Task to complete
In the material below, write out each line word for word and omit the pictures.

★ ★ ★

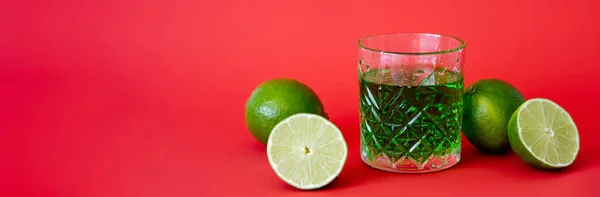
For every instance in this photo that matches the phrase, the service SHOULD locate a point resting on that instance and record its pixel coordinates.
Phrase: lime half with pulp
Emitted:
(543, 134)
(306, 151)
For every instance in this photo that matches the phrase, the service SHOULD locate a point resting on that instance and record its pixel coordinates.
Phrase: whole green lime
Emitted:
(488, 106)
(275, 100)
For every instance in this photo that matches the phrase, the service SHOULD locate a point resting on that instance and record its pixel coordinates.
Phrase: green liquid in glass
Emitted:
(409, 118)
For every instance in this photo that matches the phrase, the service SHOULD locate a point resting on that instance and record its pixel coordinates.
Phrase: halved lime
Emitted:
(306, 151)
(543, 134)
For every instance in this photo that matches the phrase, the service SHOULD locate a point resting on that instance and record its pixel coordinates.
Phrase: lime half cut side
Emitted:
(306, 151)
(543, 134)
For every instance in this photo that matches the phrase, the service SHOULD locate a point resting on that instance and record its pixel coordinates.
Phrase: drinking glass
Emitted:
(410, 88)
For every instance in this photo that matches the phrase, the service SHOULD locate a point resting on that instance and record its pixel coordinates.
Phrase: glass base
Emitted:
(408, 164)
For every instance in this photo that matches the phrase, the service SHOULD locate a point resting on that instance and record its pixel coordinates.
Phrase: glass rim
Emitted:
(461, 46)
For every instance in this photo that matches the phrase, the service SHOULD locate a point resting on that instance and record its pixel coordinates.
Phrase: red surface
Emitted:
(145, 98)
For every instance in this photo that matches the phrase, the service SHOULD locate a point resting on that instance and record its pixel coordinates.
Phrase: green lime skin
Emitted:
(488, 105)
(276, 99)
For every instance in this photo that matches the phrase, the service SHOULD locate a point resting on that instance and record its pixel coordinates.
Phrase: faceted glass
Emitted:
(410, 88)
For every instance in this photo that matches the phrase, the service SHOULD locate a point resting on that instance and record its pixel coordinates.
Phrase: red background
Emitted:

★ ★ ★

Exercise output
For every instance in this photo that matches the phrase, the service SHOULD locate a point resting on that instance and record its pixel coordinates.
Phrase: lime half with pulp
Emitted:
(543, 134)
(306, 151)
For every instance in this photo that matches the phrase, the service SHOULD locate a point resting on that instance and record its pixel coordinates.
Phrase: whole green lime
Emitted:
(488, 106)
(275, 100)
For every instance in this photo that matches the phrase, the service SHOULD locate a point resting on that instance and record its pixel coordinates.
Phrase: green liquid in glass
Emitted:
(409, 118)
For every instance in this photo that matches the phrase, the service SHOULD locate a point resting on that instance and record its pixel coordinates.
Phrase: halved lime
Emitted:
(306, 151)
(543, 134)
For every instance in this photo that matches the phrase, the service SHOULD locate a point resting on that instance and record its pixel coordinates.
Phrase: lime half cut side
Emitted:
(306, 151)
(543, 134)
For every instance in this photo that matches the phrase, the service SHOULD locate a point resting on that instance and record its pixel coordinates.
Phrase: drinking glass
Emitted:
(410, 88)
For every instance in this photo that matches the phrase, the service SHOULD locate a point resting on that instance and record its pixel coordinates.
Phrase: glass base
Emitted:
(408, 164)
For every instance in this photo that matches the phrase, the service SHOULD locate a point resting on that instance and record its pixel coordinates.
Phrase: glass rim
Emitted:
(461, 46)
For every instance in this photo that matches the phrase, the service SHOULD locate a point resting on that instance and record its pixel coordinates.
Phrase: red surface
Emitted:
(145, 98)
For every instance in this photo that matches the phrase, the service SHOULD locate a point resting on that instance and record its pixel coordinates.
Phrase: green lime skin
Emitted:
(488, 105)
(276, 99)
For every instance in this photo that matches the phrase, the service SHOULD locate a point resting on that instance and record its pixel coordinates.
Phrase: faceted glass
Emitted:
(410, 88)
For every instance in this photo that matches the phrase, the service SHOULD locate a point resting on that instance and record its pixel coordinates.
Phrase: red background
Emitted:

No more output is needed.